§ To do
Return all the entries exactly, keeping pictures out.

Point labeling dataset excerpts
"""
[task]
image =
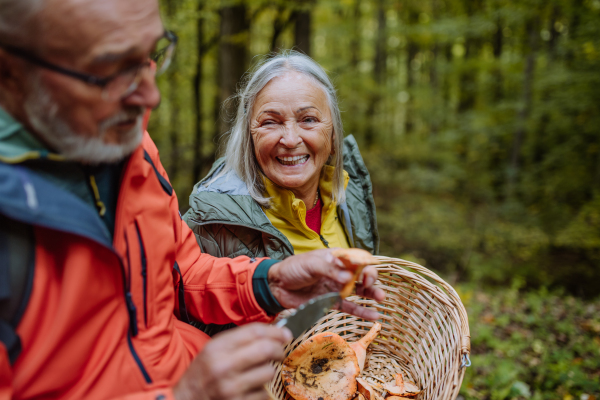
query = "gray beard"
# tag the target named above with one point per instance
(42, 113)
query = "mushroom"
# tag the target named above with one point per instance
(360, 347)
(401, 387)
(366, 390)
(354, 260)
(324, 367)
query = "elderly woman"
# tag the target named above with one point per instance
(289, 182)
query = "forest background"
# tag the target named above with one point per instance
(479, 121)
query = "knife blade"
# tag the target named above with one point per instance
(307, 314)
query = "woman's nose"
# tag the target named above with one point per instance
(290, 136)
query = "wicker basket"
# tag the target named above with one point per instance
(424, 335)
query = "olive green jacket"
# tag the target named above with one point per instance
(228, 222)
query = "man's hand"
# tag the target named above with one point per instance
(234, 365)
(300, 278)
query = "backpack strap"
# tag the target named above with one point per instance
(17, 247)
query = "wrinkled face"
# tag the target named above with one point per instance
(292, 130)
(97, 38)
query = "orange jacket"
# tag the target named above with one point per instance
(101, 318)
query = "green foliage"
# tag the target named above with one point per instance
(534, 345)
(479, 121)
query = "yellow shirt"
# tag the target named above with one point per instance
(288, 215)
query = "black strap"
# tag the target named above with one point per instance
(17, 247)
(183, 315)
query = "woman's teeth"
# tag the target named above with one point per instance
(293, 160)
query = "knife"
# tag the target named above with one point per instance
(307, 314)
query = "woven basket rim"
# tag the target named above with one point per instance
(427, 291)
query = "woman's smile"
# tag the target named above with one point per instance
(292, 131)
(293, 160)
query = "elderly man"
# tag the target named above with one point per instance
(98, 274)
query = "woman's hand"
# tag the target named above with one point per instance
(234, 365)
(300, 278)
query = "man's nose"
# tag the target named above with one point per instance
(146, 94)
(291, 136)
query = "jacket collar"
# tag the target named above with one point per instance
(17, 144)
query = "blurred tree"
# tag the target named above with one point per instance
(479, 119)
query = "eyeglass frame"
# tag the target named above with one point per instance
(90, 79)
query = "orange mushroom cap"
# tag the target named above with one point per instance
(324, 367)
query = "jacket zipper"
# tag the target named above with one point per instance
(132, 311)
(131, 308)
(144, 272)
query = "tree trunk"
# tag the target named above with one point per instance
(355, 42)
(379, 64)
(232, 62)
(497, 91)
(412, 48)
(197, 158)
(302, 29)
(173, 169)
(527, 98)
(278, 26)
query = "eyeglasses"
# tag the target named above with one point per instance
(120, 84)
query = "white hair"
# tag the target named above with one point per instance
(239, 152)
(16, 15)
(42, 114)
"""
§ Solution to the problem
[task]
image =
query = "gray beard"
# tag the target named above with one point per instance
(42, 113)
query = "mushroom"
# tag the target named above with one point per instance
(360, 347)
(401, 387)
(366, 390)
(354, 260)
(324, 367)
query = "elderly woman"
# tag the target named above with one point per instance
(289, 182)
query = "forest background"
# tag the target named above with one point per instance
(479, 121)
query = "knife blade"
# tag the target named above with one point per instance
(307, 314)
query = "woman's nose"
# tag the target named above with one point per instance
(290, 136)
query = "wicker basket"
# tag the target named above with one point per instance
(424, 335)
query = "olive green jacket"
# tag the target named above with one point per instance
(228, 222)
query = "man's hand"
# tag the target named above with one point per instance
(234, 365)
(300, 278)
query = "backpack strap"
# tag the target named above with one point per instance
(17, 247)
query = "wrinkled face"
# tag the target named above with one point per instance
(292, 130)
(97, 38)
query = "orange jacket"
# tag the target named above with one point per instance
(101, 318)
query = "green foliage"
# tag the target named above with one point per instance
(534, 345)
(479, 121)
query = "yellow shirt"
# tag the target named above with one point per instance
(288, 215)
query = "black strap"
# tag the target named above with one point per instance
(17, 247)
(183, 315)
query = "woman's teeth"
# tag the target named above with one point per instance
(293, 160)
query = "knife"
# tag the target named above with one point per instance
(307, 314)
query = "woven basket rim"
# tag the target named above with one point per instance
(427, 291)
query = "woman's smile"
# tag the target named above with one point per instance
(292, 131)
(293, 160)
query = "elderly man"
# tag the target named above with one point per instance
(98, 274)
query = "woman's hand"
# tag the target named above with one point per instance
(234, 365)
(300, 278)
query = "man's nose"
# tag the target named above with one point per instance
(146, 94)
(291, 136)
query = "jacket collar"
# tag the target named above with one point per instance
(17, 144)
query = "blurred tree"
# tag the target named above with one point per instance
(479, 119)
query = "eyeglass frame"
# tag the target named above with one point per instance
(90, 79)
query = "orange mushroom cap"
# tag the target named above with one point per instance
(324, 367)
query = "jacket zipper"
# tag the target named above with one point per instance
(132, 311)
(131, 308)
(144, 272)
query = "tree trunk"
# tag the target named above with one point per instance
(355, 42)
(379, 64)
(232, 62)
(497, 91)
(412, 48)
(197, 158)
(302, 29)
(173, 169)
(527, 98)
(278, 26)
query = "eyeglasses"
# tag the target named above with one point per instance
(120, 84)
query = "white hair"
# tag the target named above with one point per instance
(239, 152)
(16, 15)
(42, 114)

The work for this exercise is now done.